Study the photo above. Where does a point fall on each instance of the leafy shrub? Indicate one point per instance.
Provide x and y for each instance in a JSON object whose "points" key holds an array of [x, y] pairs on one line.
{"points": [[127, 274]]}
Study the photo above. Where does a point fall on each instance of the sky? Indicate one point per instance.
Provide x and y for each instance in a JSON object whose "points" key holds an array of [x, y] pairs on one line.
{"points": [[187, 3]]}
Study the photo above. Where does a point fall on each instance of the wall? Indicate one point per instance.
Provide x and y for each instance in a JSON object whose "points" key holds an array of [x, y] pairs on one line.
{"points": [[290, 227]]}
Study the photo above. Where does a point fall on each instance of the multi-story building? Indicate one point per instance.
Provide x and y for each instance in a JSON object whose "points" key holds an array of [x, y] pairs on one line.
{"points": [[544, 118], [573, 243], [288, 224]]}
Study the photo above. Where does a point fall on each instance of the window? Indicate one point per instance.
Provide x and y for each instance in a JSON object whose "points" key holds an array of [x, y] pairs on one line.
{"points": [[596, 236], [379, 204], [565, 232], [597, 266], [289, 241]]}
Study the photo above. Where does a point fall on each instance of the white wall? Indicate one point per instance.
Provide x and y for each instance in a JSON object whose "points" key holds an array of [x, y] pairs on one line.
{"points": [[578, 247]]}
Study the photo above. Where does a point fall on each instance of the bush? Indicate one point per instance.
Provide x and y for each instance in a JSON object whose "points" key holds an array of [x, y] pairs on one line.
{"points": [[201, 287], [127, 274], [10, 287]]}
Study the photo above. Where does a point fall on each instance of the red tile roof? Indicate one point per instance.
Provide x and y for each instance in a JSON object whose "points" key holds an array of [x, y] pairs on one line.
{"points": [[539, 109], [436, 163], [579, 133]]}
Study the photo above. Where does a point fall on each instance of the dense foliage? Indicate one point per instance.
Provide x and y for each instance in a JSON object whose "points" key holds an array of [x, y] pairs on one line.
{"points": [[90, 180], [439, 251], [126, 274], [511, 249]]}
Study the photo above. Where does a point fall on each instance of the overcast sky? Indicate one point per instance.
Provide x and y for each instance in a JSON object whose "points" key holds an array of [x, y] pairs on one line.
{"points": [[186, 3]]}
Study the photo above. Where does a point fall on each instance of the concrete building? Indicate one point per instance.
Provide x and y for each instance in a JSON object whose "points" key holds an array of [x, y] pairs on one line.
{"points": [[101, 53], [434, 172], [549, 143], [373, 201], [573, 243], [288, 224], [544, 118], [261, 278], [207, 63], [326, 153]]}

◇ ◇ ◇ ◇ ◇ ◇ ◇

> _WORK REQUIRED_
Scan the material and collect every line that contains "wall".

> _EXERCISE RESULT_
Study the photo above. Where does a point fall on each instance of the wall? Indicate one point per instance.
Study the photo above. Where does a point fall on each instance of the white wall? Indicate one point per instance.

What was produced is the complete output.